SET PROBLEM:
Please find every line in the records below that contains the string "mesh", matching case exactly, and copy each of those lines in full.

DATA RECORDS:

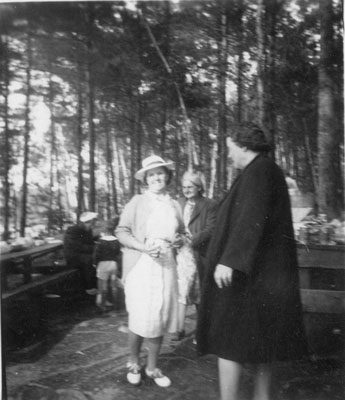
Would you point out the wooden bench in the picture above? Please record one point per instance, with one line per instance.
(322, 288)
(22, 261)
(42, 285)
(322, 278)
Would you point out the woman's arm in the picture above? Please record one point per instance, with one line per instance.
(125, 228)
(202, 237)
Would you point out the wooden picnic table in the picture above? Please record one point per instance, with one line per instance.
(24, 258)
(322, 278)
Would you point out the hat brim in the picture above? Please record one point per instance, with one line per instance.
(139, 175)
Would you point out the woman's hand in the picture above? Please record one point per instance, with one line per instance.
(152, 249)
(222, 275)
(178, 241)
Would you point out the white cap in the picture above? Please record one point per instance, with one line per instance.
(88, 216)
(153, 162)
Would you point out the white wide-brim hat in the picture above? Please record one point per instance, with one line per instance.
(88, 216)
(150, 163)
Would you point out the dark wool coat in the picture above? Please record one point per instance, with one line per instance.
(201, 226)
(258, 318)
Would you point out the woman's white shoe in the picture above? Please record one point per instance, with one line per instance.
(134, 373)
(157, 376)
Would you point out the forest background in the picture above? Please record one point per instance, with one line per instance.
(89, 89)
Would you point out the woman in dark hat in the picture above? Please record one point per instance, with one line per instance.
(199, 215)
(250, 309)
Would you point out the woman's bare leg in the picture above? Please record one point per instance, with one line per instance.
(135, 342)
(229, 378)
(262, 382)
(182, 308)
(154, 346)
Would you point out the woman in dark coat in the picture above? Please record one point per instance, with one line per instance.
(250, 309)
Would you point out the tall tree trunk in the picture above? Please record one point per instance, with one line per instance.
(7, 146)
(223, 43)
(272, 9)
(328, 156)
(91, 107)
(26, 139)
(111, 176)
(52, 155)
(138, 130)
(80, 192)
(261, 64)
(240, 65)
(186, 126)
(133, 149)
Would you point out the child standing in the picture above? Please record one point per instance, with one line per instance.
(107, 255)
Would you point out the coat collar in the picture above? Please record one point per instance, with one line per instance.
(199, 205)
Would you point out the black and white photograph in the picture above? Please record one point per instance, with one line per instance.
(172, 214)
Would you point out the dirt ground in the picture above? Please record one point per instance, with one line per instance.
(80, 354)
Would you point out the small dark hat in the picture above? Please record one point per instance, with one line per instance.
(252, 137)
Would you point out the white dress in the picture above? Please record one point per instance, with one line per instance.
(151, 286)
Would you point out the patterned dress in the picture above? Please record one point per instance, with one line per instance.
(151, 286)
(188, 280)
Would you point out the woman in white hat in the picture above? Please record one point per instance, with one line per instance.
(149, 231)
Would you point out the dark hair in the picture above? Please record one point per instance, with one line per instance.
(252, 137)
(112, 224)
(168, 171)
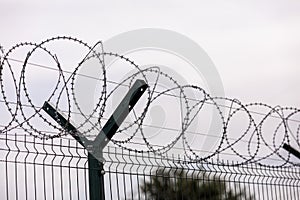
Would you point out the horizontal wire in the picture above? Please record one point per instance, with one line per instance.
(166, 94)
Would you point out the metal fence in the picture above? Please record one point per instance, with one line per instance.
(58, 169)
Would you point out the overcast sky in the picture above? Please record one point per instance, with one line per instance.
(255, 45)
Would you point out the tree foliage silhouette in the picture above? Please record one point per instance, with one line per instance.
(178, 184)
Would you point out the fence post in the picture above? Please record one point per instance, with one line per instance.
(95, 148)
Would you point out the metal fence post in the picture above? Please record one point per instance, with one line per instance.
(95, 167)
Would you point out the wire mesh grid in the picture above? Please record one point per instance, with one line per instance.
(58, 169)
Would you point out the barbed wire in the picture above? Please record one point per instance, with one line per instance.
(265, 132)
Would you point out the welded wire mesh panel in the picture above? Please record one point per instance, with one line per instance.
(132, 175)
(58, 169)
(40, 169)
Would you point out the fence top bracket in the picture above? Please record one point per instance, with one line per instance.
(111, 126)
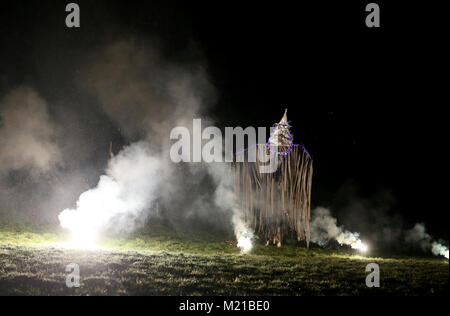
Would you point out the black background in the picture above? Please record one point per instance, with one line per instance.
(365, 102)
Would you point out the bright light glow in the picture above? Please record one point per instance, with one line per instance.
(245, 243)
(359, 245)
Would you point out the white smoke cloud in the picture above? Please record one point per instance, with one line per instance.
(324, 228)
(226, 199)
(418, 236)
(439, 250)
(27, 135)
(124, 192)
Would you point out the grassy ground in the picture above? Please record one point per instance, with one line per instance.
(33, 263)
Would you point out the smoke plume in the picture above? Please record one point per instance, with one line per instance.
(324, 228)
(27, 135)
(418, 237)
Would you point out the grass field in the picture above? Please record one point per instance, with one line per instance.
(34, 263)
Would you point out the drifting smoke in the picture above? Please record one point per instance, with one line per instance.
(147, 97)
(324, 228)
(27, 135)
(121, 195)
(226, 199)
(418, 236)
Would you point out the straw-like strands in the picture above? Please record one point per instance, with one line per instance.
(277, 204)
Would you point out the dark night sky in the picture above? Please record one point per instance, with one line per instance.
(361, 100)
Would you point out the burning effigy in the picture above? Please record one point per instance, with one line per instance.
(277, 205)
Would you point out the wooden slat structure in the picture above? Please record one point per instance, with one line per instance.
(277, 205)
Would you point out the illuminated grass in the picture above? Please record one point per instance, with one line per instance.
(170, 264)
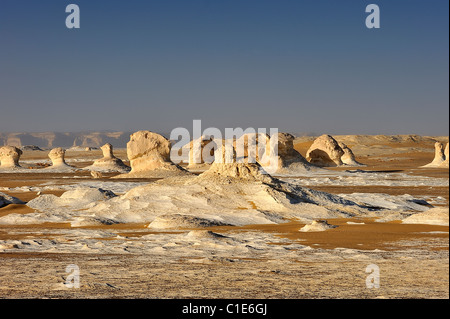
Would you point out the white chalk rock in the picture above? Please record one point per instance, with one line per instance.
(149, 155)
(440, 158)
(201, 151)
(348, 158)
(325, 152)
(289, 160)
(109, 163)
(9, 157)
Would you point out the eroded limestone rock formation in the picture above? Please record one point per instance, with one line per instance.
(109, 163)
(56, 155)
(9, 157)
(201, 152)
(441, 156)
(149, 155)
(327, 152)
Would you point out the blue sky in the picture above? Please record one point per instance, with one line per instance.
(300, 66)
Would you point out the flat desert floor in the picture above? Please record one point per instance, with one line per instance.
(251, 261)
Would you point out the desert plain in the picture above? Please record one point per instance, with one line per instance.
(258, 249)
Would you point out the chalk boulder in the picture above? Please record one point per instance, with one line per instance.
(201, 152)
(109, 163)
(441, 158)
(348, 158)
(56, 155)
(290, 161)
(149, 155)
(325, 152)
(9, 157)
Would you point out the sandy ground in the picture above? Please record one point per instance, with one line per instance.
(413, 259)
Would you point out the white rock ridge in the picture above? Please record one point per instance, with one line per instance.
(289, 160)
(201, 152)
(59, 164)
(149, 155)
(327, 152)
(109, 162)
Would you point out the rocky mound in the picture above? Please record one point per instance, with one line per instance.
(56, 155)
(348, 158)
(201, 152)
(109, 163)
(149, 155)
(327, 152)
(289, 160)
(317, 225)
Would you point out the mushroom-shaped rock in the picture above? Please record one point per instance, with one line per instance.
(109, 163)
(201, 151)
(325, 152)
(149, 155)
(56, 155)
(252, 147)
(9, 157)
(447, 158)
(440, 158)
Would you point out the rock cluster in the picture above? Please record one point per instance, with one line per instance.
(109, 163)
(327, 152)
(149, 155)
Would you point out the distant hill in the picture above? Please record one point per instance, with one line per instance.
(65, 140)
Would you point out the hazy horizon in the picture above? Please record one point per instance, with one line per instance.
(299, 66)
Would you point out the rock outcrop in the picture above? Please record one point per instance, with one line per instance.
(109, 163)
(441, 156)
(56, 155)
(327, 152)
(149, 155)
(201, 152)
(9, 157)
(348, 158)
(289, 160)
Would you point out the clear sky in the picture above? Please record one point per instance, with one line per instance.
(301, 66)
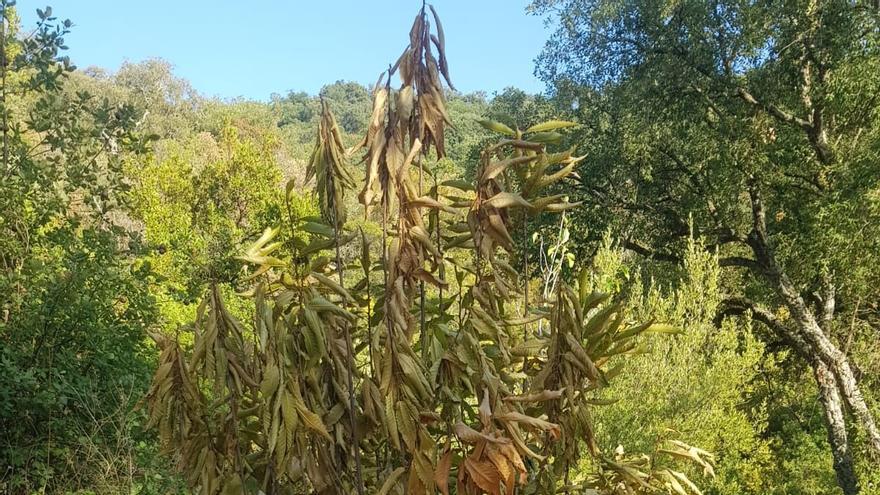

EXERCISE ANSWER:
Would you point out the wire mesh grid in the picture above? Please record one point per instance, with one line per instance.
Would you point out the welded wire mesh panel in the picture above? Please record one point per instance, with one line per instance.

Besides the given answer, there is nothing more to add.